▶ **BRIEF 1**: According to the book review below, what company does Reeden acquire together with L'Olifant?

▶ **PAGE EXCERPT**:
Having been a content moderator at social media site Reeden for an unheard-of 10 years, 30-something Filipina Girlie Delmundo excels at her job. Girlie works in the company’s Vegas location, where her family relocated after her mother and aunts snapped up pricey real estate and then lost everything in the 2008 stock market crash, forcing Girlie’s mother to sell their family home in Milpitas and saddling her with a million dollars in debt. Sardonic, prickly, “battle-hardened bisexual” Girlie uses the money she earns to buy her materialistic mother designer goods and pay down the family debt. In conjunction with L’Olifant, a French company known for its historical theme parks, Reeden acquires virtual reality company Playground, and Girlie meets William Cheung, one of Playground’s first employees and current Global Head of Content Moderation. William offers Girlie a promotion (and a massive raise) to join the Playground team moderating content in real time in the company’s virtual reality landscapes. Playground’s goal is not strictly realism but “larger than life. Realer reality. Sensory overload,” as Girlie observes. As Playground grows, regulatory troubles and scandals—there’s a lingering mystery surrounding the death of Edison Lau, Playground’s founder and William’s friend—swirl around the company. These developments, along with the horrifying realization of the mutual attraction growing between her and the aloof William, threaten the meticulous construction that Girlie has made of her career and her life. With this novel, her second after America Is Not the Heart (2018), Castillo raises the bar for writing about tech and virtual reality, family stories, and workplace romances. Castillo’s gorgeous prose infuses both the real world and the virtual reality landscapes with life. Girlie is an exceptional protagonist, defined by her cutting humor and dogged, almost maniacal independence and rounded out by her fondness for her exuberant, naïve cousin Maribel, the rawness of her feelings for William, and her yearning for true happiness, if she can find a way to let it in.

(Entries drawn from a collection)
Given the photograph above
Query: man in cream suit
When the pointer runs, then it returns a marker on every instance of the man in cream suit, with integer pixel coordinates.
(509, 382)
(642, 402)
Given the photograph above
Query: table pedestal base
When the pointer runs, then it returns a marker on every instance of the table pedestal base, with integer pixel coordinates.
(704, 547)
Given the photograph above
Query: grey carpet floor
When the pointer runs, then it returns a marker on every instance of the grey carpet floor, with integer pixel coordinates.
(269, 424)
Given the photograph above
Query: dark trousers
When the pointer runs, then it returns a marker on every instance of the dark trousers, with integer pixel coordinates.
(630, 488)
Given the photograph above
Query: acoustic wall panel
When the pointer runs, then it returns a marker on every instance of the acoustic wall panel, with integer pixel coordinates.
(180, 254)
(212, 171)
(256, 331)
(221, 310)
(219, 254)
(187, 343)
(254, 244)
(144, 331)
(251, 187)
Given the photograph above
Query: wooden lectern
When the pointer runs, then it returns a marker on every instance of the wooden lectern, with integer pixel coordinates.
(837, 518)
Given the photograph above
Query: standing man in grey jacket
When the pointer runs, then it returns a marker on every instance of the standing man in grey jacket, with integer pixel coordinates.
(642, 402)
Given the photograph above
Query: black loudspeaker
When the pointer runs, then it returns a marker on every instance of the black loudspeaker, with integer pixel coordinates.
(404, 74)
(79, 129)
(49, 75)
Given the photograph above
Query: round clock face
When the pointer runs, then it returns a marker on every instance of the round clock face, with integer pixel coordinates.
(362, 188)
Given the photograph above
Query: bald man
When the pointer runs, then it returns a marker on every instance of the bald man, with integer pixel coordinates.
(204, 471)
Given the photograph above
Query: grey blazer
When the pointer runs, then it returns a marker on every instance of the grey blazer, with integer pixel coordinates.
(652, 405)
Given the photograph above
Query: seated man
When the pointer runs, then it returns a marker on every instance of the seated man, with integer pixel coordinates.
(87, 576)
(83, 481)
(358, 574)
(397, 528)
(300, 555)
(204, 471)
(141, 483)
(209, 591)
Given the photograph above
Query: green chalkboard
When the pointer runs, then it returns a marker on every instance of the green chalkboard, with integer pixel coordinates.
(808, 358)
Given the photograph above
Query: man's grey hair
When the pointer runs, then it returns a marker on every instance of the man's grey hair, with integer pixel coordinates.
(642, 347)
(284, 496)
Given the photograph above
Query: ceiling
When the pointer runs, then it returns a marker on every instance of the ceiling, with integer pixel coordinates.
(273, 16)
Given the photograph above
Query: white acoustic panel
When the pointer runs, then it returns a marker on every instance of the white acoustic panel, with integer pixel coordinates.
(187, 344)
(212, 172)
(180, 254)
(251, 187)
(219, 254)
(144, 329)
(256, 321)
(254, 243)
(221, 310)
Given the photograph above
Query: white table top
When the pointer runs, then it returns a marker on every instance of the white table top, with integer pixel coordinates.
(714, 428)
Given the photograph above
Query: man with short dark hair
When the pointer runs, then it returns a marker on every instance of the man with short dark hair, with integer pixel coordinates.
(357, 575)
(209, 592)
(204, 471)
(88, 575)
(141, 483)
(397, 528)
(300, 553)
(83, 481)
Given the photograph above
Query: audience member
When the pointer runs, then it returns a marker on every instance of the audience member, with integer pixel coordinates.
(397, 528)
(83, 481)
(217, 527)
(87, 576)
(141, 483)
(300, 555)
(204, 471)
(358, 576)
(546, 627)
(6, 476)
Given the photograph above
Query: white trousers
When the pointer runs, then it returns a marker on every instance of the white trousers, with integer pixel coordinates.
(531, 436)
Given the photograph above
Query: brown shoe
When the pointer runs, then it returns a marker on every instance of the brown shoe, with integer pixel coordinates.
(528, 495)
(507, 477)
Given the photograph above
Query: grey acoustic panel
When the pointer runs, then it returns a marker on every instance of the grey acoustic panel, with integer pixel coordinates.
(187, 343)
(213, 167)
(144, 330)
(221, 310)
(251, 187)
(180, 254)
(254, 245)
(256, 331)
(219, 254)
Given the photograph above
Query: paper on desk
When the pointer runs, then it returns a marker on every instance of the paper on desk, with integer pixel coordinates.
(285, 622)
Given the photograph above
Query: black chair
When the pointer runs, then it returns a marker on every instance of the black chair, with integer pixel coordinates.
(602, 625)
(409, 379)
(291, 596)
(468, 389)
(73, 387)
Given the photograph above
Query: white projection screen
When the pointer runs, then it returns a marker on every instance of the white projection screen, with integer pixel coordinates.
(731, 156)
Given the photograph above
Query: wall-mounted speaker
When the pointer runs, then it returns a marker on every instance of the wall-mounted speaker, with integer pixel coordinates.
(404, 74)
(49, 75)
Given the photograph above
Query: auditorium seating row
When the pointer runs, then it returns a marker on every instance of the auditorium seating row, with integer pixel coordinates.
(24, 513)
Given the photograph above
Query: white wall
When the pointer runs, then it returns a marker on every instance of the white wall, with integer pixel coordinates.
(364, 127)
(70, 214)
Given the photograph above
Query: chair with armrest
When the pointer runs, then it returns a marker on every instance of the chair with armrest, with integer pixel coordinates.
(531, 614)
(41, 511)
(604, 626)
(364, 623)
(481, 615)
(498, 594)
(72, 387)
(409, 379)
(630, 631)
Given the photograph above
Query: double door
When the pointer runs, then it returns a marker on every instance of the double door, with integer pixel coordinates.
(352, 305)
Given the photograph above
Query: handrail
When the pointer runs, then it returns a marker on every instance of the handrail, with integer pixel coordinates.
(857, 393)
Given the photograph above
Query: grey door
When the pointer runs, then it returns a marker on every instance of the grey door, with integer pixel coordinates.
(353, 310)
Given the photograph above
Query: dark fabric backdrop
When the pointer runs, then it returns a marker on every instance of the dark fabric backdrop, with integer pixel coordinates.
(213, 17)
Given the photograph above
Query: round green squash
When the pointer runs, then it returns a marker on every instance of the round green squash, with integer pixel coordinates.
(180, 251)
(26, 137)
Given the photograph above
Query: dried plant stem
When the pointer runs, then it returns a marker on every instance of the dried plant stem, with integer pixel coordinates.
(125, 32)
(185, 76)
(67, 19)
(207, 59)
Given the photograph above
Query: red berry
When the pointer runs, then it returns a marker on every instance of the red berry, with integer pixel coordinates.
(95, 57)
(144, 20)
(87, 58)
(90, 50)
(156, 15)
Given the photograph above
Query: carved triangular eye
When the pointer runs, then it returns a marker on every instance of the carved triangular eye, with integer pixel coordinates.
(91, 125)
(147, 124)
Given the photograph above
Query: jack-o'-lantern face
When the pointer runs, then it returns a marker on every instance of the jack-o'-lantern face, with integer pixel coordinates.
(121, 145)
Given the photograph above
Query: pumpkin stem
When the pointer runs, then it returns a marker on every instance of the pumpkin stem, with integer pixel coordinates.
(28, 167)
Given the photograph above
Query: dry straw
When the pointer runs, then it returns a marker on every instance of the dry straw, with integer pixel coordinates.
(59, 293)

▶ **BRIEF 2**: Extract every line of the rows above that contains the word "white".

▶ **EXERCISE OUTPUT 1**: The virtual reality company Playground.

▶ **EXERCISE OUTPUT 2**:
Query: white acoustic panel
When the pointer runs, then it returns a marker on every instance of the white acoustic panel, with integer pixel coordinates.
Query: white table top
When the pointer runs, then it returns a marker on every instance of the white table top, with integer pixel coordinates.
Query: white trousers
When the pointer runs, then it returns a marker on every instance of the white trousers, with integer pixel coordinates.
Query: white projection screen
When the pointer runs, then it returns a marker on every instance of the white projection screen, with integer pixel coordinates.
Query: white wall
When the pointer runs, then it returns a marker on every instance of the white wall, with integer pixel coordinates.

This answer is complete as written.